◆ Excerto do documento ◆
________________

4- A algumas semanas de distância, o Benfica já começou os jogos de pressão para preparar o FC Porto-Benfica da lO.3 jornada. Vamos ser sérios: o Benfica tem toda a razão em queixar-se e exigir medidas contra essa moda recente de o seu autocarro ser agredido por bolas de golfe, atiradas por cobardes emboscados, quando visita o norte. É absolutamente inqualificável e intolerável. Mas, nos últimos anos, nenhum clube tem um historial de violência tão grande por parte dos seus adeptos, como o Benfica. As investigações policiais e os julgamentos em curso mostram, aliás, que se trata de uma violência organizada, planeada e associada ao crime violento — como se viu no ataque ao carro particular do presidente do FC Porto, a caminho de um jogo no Estoril, no ano passado, e denunciando um planeamento e um conhecimento antecipado que são preocupantes (uma coisa é atacar um autocarro identificado, numa hora e num trajecto facilmente previsíveis; outra é atacar um carro não identificado, circulando sozinho numa auto-estrada). É claro que, felizmente, estamos a falar de minorias, de um lado e do outro: os atiradores de bolas de golfe também não representam os adeptos do FC Porto. Mas o que é extraordinário — aqui, como nas arbitragens— é a indecorosa dualidade de verdades e critérios da direcção do Benfica. Eu seria capaz de acreditar que eles são contra a violência desportiva se fossem os primeiros também a lamentar, condenar e tomar medidas contra a violência de alguns dos seus próprios adeptos. Seria capaz de acreditar que talvez fossem pela verdade desportiva se, em lugar de ameaçar não participara na Taça da Liga porque as arbitragens não lhes dão garantias de isenção, tivessem tido o gesto de grandes senhores de ter recusado receber a mesma Taça da liga conquistada há dois anos, nas condições que se sabe.

Registo, porém, que o Benfica queixa-se das arbitragens e logo o presidente da dita se dispõe a pedir desculpas e dar explicações. Que se queixa da violência e logo o ministro da Administração Interna se dispõe a receber a sua direcção para ouvir as queixas de viva-voz e prometer-lhes isto e aquilo. É isto a que o povo não-benfiquistas chama um clube do regime. E o regime vai mal...

5- Queria dizer ao André Villas Boas que ele é muito novo ainda e tem uma longa e promissora carreira pela frente. Se ao fim de alguns meses de treinador de topo, e menos de um ano de treinador tout-court, já não suporta criticas tão brandas como a de dizer que o futebol da equipa vence mas aborrece, então auguro-lhe uma carreira de constante sofrimento e irritação. Quando se exerce uma profissão pública, como a dele e a minha, está-se sujeito ao escrutínio e à critica. Carreira pública só com elogios, não conheço nem a de Jesus Cristo...

________________

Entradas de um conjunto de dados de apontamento
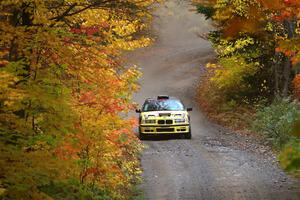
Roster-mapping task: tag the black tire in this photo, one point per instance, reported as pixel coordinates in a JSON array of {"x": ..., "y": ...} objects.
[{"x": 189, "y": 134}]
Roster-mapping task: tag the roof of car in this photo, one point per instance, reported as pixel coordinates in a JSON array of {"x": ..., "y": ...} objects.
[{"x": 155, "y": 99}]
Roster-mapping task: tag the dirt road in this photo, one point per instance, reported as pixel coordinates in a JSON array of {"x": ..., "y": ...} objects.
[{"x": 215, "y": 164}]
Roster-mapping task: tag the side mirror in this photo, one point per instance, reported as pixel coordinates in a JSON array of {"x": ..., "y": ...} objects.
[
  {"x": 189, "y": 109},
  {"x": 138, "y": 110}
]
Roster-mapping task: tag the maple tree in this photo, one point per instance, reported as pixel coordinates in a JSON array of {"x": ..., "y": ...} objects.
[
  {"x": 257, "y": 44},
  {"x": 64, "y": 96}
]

________________

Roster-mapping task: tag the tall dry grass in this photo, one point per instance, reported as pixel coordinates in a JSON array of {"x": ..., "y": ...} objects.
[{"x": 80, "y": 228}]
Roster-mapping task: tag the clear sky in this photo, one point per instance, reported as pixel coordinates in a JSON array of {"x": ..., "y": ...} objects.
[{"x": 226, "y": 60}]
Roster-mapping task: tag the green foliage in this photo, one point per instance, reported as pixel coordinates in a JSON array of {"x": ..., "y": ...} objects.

________________

◆ Tarefas a realizar ◆
**1.** Segundo a crónica sobre futebol, para onde seguia o carro particular do presidente do FC Porto quando foi atacado?
**2.** Prossiga, por favor, a crónica sobre futebol a partir da última frase apresentada.

◆ Respostas por tarefa ◆
**1.** Seguia a caminho de um jogo no Estoril.

**2.**
E, já agora também, queria avivar-lhe a memória. Ao contrário do que insinuou, eu não fui critico de todos os recentes treinadores portistas, designadamente Co Adriaanse, José Mourinho e Jesualdo Ferreira, como ele disse. Fui apoiante de Jesualdo desde a primeira à última hora e quase o único portista que se lembrou de lhe agradecer os serviços prestados quando saiu. Agora, é verdade que fui critico de decisões pontuais dele muitas vezes, mas isso é o que eu entendo por critica e é por isso que escrevo aqui e não na revista Dragões ou no Labaredas: papagaio de serviço não sou. O mesmo em relação a José Mourinho, que, sem abdicar de criticar algumas opções, defendi do primeiro dia que entrou nas Antas até ao último dia-a noite de Geselkirschen. E por isso é que ele me pediu que fizesse o prefácio para o livro biográfico sobre ele escrito pelo Luís Lourenço. Quanto a Adriaanse, sim, nunca me convenceu, mas parece que me limitei a ter razão antes de tempo: foi ele que arrumou antecipadamente a carreira de Vítor Baía; que saiu do clube de birra intempestiva, quando a época ia começar; e que, desde então, tem prosseguido uma carreira sempre descendente em direcção ao anonimato.

quinta-feira, julho 14, 2011

NOVE PONTOS E MAIS TUDO O QUE NOS SEPARA DO BENFICA (28 SETEMBRO 2010)

1- Soma e segue: seis jogos, seis vitórias no campeonato; dez jogos oficiais esta época, dez vitórias; e, com o acumulado da época anterior, vinte jogos oficiais desde que o Hulk regressou do túnel da verdade desportiva e... vinte vitórias. Realmente, Luís Filipe Vieira e Ricardo Araújo Pereira têm razão: o Hulk é uma banalidade . Deve ser por isso que tão empenhadamente manobraram para o tirar de jogo...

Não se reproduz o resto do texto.